══ Texte fourni
Quel regard portez-vous aujourd’hui sur l’économie marocaine et quelles sont les réformes que vous jugez urgentes pour une bonne relance ?
La CGEM est l’émanation des créateurs de richesse. Il faut en finir avec l’idée que le profit est une tare.
C’est la source de tout ce qui irrigue l’économie en impôts et en apports divers. Aujourd’hui le Maroc est sur une bonne conjoncture. L’attractivité du pays est visible. Les étrangers l’ont compris. On commence à voir affluer des investissements dans des domaines aussi différents que le tourisme, l’immobilier et même des secteurs traditionnels comme le textile. Il y a aussi un mouvement d’ensemble dans la réalisation des infrastructures (chemins de fer, routes, hôtels, Plan Azur). Il s’agit là d’éléments d’amélioration de la compétitivité en termes de logistique. Ce sont des éléments tangibles. C’est le moment d’investir. Il y a d’ailleurs une forte tendance à l’investissement. Un retour à la confiance qu’atteste l’entrée de certaines structures en Bourse, et l’investissement dans la mise à niveau. Quelques grands groupes marocains jouent le rôle de locomotive, d’autres suivront.
════
Consigne 1: Reprenez le passage de l'entretien sur l'économie marocaine de « Quel regard portez-vous » à « est une tare. », en remplaçant « profit » par « bénéfice ».
Consigne 2:
Répondez à ces questions d'après l'entretien sur l'économie marocaine :
(a) De qui la CGEM est-elle l'émanation ?
(b) Dans quels domaines commence-t-on à voir affluer des investissements ?
(c) Qu'est-ce qui atteste le retour à la confiance ?
Consigne 3: Poursuivez l'entretien sur l'économie marocaine après sa dernière phrase.
Les enregistrements ci-dessous forment un matériau indépendant du texte fourni.
══ Données extraites
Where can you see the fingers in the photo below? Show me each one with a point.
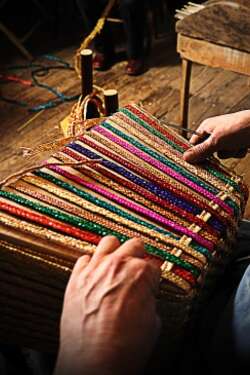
(133, 247)
(107, 245)
(225, 154)
(199, 137)
(200, 152)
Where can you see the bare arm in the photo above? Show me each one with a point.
(228, 135)
(109, 322)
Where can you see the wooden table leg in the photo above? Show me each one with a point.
(184, 92)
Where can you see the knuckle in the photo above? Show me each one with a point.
(214, 139)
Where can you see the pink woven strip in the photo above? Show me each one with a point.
(135, 151)
(133, 206)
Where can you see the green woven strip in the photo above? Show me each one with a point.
(93, 227)
(209, 168)
(165, 161)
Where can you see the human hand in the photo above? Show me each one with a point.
(228, 135)
(109, 323)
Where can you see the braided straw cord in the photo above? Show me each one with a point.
(97, 29)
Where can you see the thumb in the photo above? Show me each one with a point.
(200, 152)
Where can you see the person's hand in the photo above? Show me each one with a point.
(109, 323)
(228, 135)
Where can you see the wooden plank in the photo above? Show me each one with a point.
(213, 55)
(223, 23)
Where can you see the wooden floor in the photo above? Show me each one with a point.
(213, 92)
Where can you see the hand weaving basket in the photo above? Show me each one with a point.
(138, 185)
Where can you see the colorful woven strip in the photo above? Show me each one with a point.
(186, 215)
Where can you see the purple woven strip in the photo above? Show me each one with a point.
(131, 205)
(163, 167)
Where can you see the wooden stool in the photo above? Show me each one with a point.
(216, 34)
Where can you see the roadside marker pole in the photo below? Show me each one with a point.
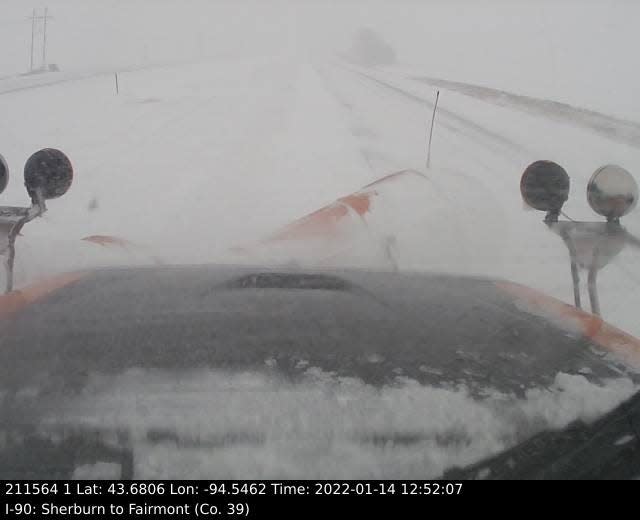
(433, 119)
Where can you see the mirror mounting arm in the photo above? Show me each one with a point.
(37, 209)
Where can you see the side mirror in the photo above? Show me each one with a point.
(545, 186)
(4, 174)
(612, 192)
(47, 174)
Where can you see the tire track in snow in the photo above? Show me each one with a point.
(456, 123)
(616, 129)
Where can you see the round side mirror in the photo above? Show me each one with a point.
(4, 174)
(612, 191)
(49, 172)
(545, 186)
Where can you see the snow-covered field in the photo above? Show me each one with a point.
(235, 119)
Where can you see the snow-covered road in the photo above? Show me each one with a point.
(192, 160)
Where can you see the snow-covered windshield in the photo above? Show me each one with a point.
(369, 135)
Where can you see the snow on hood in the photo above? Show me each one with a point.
(256, 425)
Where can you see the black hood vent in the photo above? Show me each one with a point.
(302, 281)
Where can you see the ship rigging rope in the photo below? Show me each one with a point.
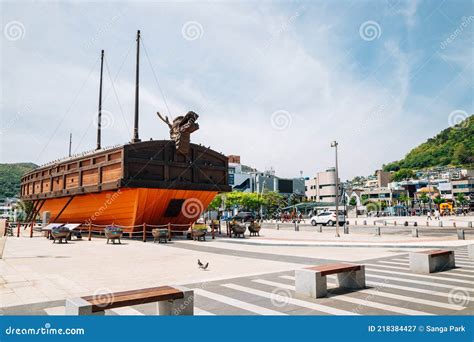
(51, 136)
(107, 94)
(156, 78)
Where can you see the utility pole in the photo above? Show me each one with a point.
(336, 171)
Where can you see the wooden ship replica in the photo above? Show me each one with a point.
(152, 182)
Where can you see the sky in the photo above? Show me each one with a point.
(272, 81)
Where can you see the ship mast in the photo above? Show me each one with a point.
(99, 119)
(135, 126)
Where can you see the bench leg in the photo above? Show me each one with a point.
(310, 283)
(353, 279)
(80, 307)
(470, 251)
(178, 307)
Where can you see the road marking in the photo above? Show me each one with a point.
(403, 281)
(377, 292)
(447, 272)
(238, 303)
(373, 268)
(294, 301)
(127, 311)
(201, 312)
(357, 301)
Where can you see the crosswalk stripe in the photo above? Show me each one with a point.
(201, 312)
(461, 269)
(458, 263)
(452, 272)
(373, 268)
(127, 311)
(406, 281)
(238, 303)
(378, 293)
(394, 286)
(294, 301)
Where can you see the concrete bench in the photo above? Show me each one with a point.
(312, 281)
(431, 261)
(172, 301)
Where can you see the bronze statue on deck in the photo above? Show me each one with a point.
(181, 129)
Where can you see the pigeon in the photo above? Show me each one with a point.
(202, 266)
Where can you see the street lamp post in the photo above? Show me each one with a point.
(336, 171)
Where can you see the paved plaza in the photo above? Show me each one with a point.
(251, 276)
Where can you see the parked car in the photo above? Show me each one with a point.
(327, 218)
(244, 216)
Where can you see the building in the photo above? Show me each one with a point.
(247, 179)
(383, 194)
(466, 187)
(322, 188)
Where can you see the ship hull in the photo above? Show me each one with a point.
(129, 207)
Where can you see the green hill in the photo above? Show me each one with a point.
(454, 146)
(10, 175)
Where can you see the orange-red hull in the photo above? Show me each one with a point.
(129, 207)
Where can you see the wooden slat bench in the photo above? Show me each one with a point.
(431, 261)
(312, 281)
(173, 301)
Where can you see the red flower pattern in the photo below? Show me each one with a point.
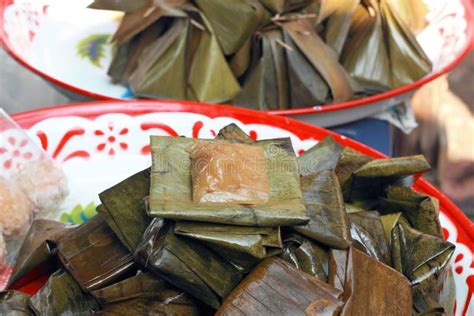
(111, 139)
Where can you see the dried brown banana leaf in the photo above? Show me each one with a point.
(171, 187)
(419, 256)
(373, 288)
(162, 69)
(282, 6)
(187, 264)
(210, 77)
(365, 56)
(118, 5)
(124, 208)
(324, 155)
(275, 287)
(61, 295)
(328, 223)
(421, 211)
(38, 248)
(321, 57)
(233, 22)
(137, 21)
(368, 235)
(306, 255)
(337, 264)
(408, 61)
(13, 303)
(305, 84)
(94, 256)
(339, 23)
(233, 131)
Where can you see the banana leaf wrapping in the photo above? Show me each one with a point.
(141, 294)
(14, 303)
(61, 295)
(306, 255)
(38, 249)
(373, 288)
(381, 52)
(421, 211)
(275, 287)
(187, 264)
(243, 246)
(368, 235)
(328, 223)
(417, 255)
(324, 155)
(370, 180)
(124, 208)
(171, 187)
(94, 256)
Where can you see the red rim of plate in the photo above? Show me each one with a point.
(469, 15)
(305, 131)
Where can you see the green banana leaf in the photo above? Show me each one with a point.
(305, 84)
(418, 256)
(421, 211)
(38, 249)
(117, 5)
(210, 77)
(233, 22)
(13, 303)
(233, 131)
(337, 265)
(365, 56)
(275, 287)
(124, 208)
(389, 221)
(349, 161)
(282, 6)
(373, 288)
(161, 71)
(306, 255)
(371, 179)
(139, 286)
(368, 235)
(328, 223)
(138, 20)
(321, 57)
(187, 264)
(61, 295)
(171, 187)
(324, 155)
(436, 295)
(339, 23)
(243, 239)
(407, 59)
(171, 305)
(94, 256)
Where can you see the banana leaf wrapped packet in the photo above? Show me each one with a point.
(276, 287)
(125, 208)
(38, 250)
(306, 255)
(171, 192)
(141, 294)
(243, 246)
(187, 264)
(61, 295)
(94, 256)
(14, 303)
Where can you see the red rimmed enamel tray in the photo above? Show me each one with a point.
(91, 139)
(44, 36)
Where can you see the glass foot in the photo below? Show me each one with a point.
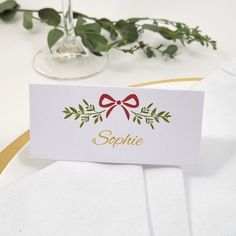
════
Réponse 1:
Quel regard portez-vous aujourd’hui sur l’économie marocaine et quelles sont les réformes que vous jugez urgentes pour une bonne relance ?
La CGEM est l’émanation des créateurs de richesse. Il faut en finir avec l’idée que le bénéfice est une tare.

Réponse 2:
(a) Des créateurs de richesse.
(b) Le tourisme, l'immobilier et même des secteurs traditionnels comme le textile.
(c) L'entrée de certaines structures en Bourse, et l'investissement dans la mise à niveau.

Réponse 3:
Cette stratégie de locomotive et de champions nationaux engagée depuis quelques années vous paraît-elle pérenne ? Ne fausse-t-elle pas la concurrence sur le plan national ?
Aujourd’hui, la concurrence n’est pas uniquement nationale. Certains marchés fermés jusque-là comme la Chine sont devenus mondiaux. Ce qui compte pour nous Marocains, c’est d’avoir des ressorts pour rebondir.
Le fait que les accords bilatéraux comme les ALE soient signés avec certains pays et régions du monde est une bonne opportunité pour l’économie nationale.
Toute entreprise marocaine, PME ou pas, aspire à être un leader national, régional puis mondial. Concernant le phénomène de concentration, c’est une vue d’esprit de croire qu’il déséquilibre le marché en faussant la concurrence. Il est démontré que les grands groupes ont toujours fait travailler les petites entreprises. Pour prendre le cas des secteurs du ciment et matériaux de construction que je connais bien, les grands groupes externalisent certaines tâches comme la maintenance, l’exploitation des carrières et le transport. Tout cela va à la petite entreprise. La grande entreprise n’est pas exclusive de la PME. Au contraire, l’une ne peut évoluer sans l’autre. Les grands vaisseaux amiraux ne peuvent évoluer en mer sans être accompagnés d’une flottille spécialisée dans divers domaines. Ainsi va le monde des affaires. Nous avons une vision de la solidarité des grands groupes par rapport aux petits.
Cela doit se traduire par des appuis concrets en terme de mise à niveau, de la normalisation et de la labellisation, etc…
Quelles sont donc les attentes du patronat marocain ?
Nous avons perçu durant les tournées régionales trois niveaux d’attente. D’abord celles par rapport à la CGEM. Là, on sent un besoin de proximité, de décentralisation et de partage.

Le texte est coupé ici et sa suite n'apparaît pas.